Object outline annotations:
★ ★ ★ ★ ★

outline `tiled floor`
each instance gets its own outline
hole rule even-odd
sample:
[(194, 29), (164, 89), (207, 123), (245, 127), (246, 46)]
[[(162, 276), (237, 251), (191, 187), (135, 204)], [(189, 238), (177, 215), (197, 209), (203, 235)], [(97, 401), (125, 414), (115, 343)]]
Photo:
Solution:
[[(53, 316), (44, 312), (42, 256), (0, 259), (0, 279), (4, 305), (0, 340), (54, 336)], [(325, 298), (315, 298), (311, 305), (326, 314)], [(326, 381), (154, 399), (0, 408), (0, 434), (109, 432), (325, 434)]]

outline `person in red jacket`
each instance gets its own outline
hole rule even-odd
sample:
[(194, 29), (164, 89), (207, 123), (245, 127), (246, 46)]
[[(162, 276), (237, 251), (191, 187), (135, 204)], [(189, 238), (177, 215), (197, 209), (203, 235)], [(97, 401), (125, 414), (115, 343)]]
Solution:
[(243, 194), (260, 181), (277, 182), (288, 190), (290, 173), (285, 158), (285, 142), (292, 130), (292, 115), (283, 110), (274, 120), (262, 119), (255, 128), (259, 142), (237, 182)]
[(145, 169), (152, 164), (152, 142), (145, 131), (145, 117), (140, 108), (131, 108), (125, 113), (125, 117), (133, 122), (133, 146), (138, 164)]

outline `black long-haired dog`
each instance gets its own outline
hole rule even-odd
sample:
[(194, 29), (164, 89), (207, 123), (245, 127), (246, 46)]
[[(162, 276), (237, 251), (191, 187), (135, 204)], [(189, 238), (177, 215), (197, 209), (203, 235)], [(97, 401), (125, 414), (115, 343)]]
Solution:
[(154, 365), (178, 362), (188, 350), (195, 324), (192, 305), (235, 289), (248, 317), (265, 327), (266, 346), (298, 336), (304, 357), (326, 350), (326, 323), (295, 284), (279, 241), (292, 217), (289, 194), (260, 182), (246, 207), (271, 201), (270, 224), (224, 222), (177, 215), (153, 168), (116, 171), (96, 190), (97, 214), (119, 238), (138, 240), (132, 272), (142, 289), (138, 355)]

★ ★ ★ ★ ★

Set exercise: Return every line of the items above, unchanged and in the same order.

Full solution:
outline `tiled floor`
each instance gets its own outline
hole rule even-odd
sample:
[(194, 29), (164, 89), (207, 123), (245, 127), (246, 46)]
[[(162, 276), (237, 251), (191, 187), (135, 204)], [(189, 238), (177, 215), (197, 209), (203, 235)], [(97, 401), (125, 414), (115, 343)]]
Photo:
Solution:
[[(53, 316), (44, 312), (42, 256), (0, 259), (0, 279), (4, 305), (0, 340), (54, 336)], [(325, 298), (315, 298), (311, 305), (326, 314)], [(326, 381), (154, 399), (0, 408), (0, 434), (109, 432), (325, 434)]]

outline `person in red jacket`
each instance gets its own outline
hole rule even-odd
sample:
[(194, 29), (164, 89), (207, 123), (245, 127), (246, 46)]
[[(162, 276), (237, 251), (191, 187), (135, 204)], [(189, 238), (177, 215), (197, 209), (203, 235)], [(97, 401), (125, 414), (115, 343)]]
Solution:
[(243, 194), (260, 181), (277, 182), (288, 190), (290, 173), (285, 158), (285, 142), (292, 130), (292, 115), (283, 110), (274, 120), (262, 119), (255, 128), (259, 142), (237, 182)]
[(145, 169), (152, 164), (152, 142), (145, 131), (145, 117), (140, 108), (131, 108), (125, 113), (125, 117), (133, 122), (133, 146), (138, 164)]

outline `black long-haired dog`
each instance gets its own outline
hole rule even-odd
sample:
[(194, 29), (164, 89), (207, 123), (245, 127), (246, 46)]
[[(162, 276), (237, 251), (191, 187), (135, 204)], [(189, 238), (177, 215), (197, 209), (203, 235)], [(97, 401), (125, 414), (115, 343)]]
Solution:
[(154, 365), (178, 362), (188, 350), (195, 324), (192, 305), (235, 289), (248, 317), (265, 327), (266, 346), (298, 336), (304, 357), (326, 350), (326, 323), (295, 284), (279, 241), (292, 217), (289, 194), (260, 182), (246, 207), (271, 201), (270, 224), (224, 222), (177, 215), (153, 168), (116, 171), (96, 190), (97, 214), (119, 238), (138, 240), (132, 272), (142, 289), (138, 355)]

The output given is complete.